Additionally, greater than 80 percent of the sintered cemented
carbide pellets can have a particle size less than 74 .mu.m or 200
mesh.
[0006] In a further aspect, methods of making cladded articles are
provided. A method of making a cladded article comprises providing
a metallic substrate and positioning a layer of sintered cemented
carbide pellets dispersed in organic carrier over the metallic
substrate, the sintered cemented carbide pellets having a spherical
shape, spheroidal shape, or a mixture of spherical and spheroidal
shapes. Matrix metal or matrix alloy is also positioned over the
metallic substrate. In some embodiments, matrix metal or matrix
alloy is dispersed in the organic carrier with the sintered
cemented carbide pellets. Alternatively, the matrix metal or matrix
alloy is dispersed in a separate organic carrier or is provided as
a foil. The matrix metal or matrix alloy is heated to infiltrate
the layer of sintered cemented carbide pellets providing a
composite cladding adhered to the substrate.
[0007] These and other embodiments are further described in the
following detailed description.
BRIEF DESCRIPTION OF THE DRAWINGS
[0008] FIG. 1 is a scanning electron microscopy (SEM) image of
sintered cemented carbide pellets having a mixture of spherical and
spheroidal shapes according to some embodiments.
[0009] FIG. 2 is an SEM image of sintered cemented carbide
particles having angular and/or faceted shapes.
[0010] FIG. 3 illustrates thermal conductivity disparities between
prior claddings employing angular sintered carbides and claddings
of the present disclosure comprising spherical and/or spheroidal
sintered cemented carbide pellets, according to some
embodiments.
[0011] FIG. 4(a) provides comparative Young's modulus data of
claddings described herein with prior claddings employing angular
sintered cemented carbides, according to some embodiments.
[0012] FIG. 4(b) provides comparative shear modulus data of
claddings described herein with prior claddings employing angular
sintered cemented carbides, according to some embodiments.

▶ **List of tasks**:
1. From the passage on carbide cladding, reproduce the wording starting at "[0006] In a" and ending at "to the substrate.".
2. Translate this sentence from the passage on carbide cladding into Spanish: "Matrix metal or matrix alloy is also positioned over the metallic substrate."

▶ **Collected material**:

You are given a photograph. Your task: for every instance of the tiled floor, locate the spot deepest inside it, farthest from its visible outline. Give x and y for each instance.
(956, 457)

▶ **Task responses**:
1.
[0006] In a further aspect, methods of making cladded articles are
provided. A method of making a cladded article comprises providing
a metallic substrate and positioning a layer of sintered cemented
carbide pellets dispersed in organic carrier over the metallic
substrate, the sintered cemented carbide pellets having a spherical
shape, spheroidal shape, or a mixture of spherical and spheroidal
shapes. Matrix metal or matrix alloy is also positioned over the
metallic substrate. In some embodiments, matrix metal or matrix
alloy is dispersed in the organic carrier with the sintered
cemented carbide pellets. Alternatively, the matrix metal or matrix
alloy is dispersed in a separate organic carrier or is provided as
a foil. The matrix metal or matrix alloy is heated to infiltrate
the layer of sintered cemented carbide pellets providing a
composite cladding adhered to the substrate.

2. El metal de matriz o la aleación de matriz también se coloca sobre el sustrato metálico.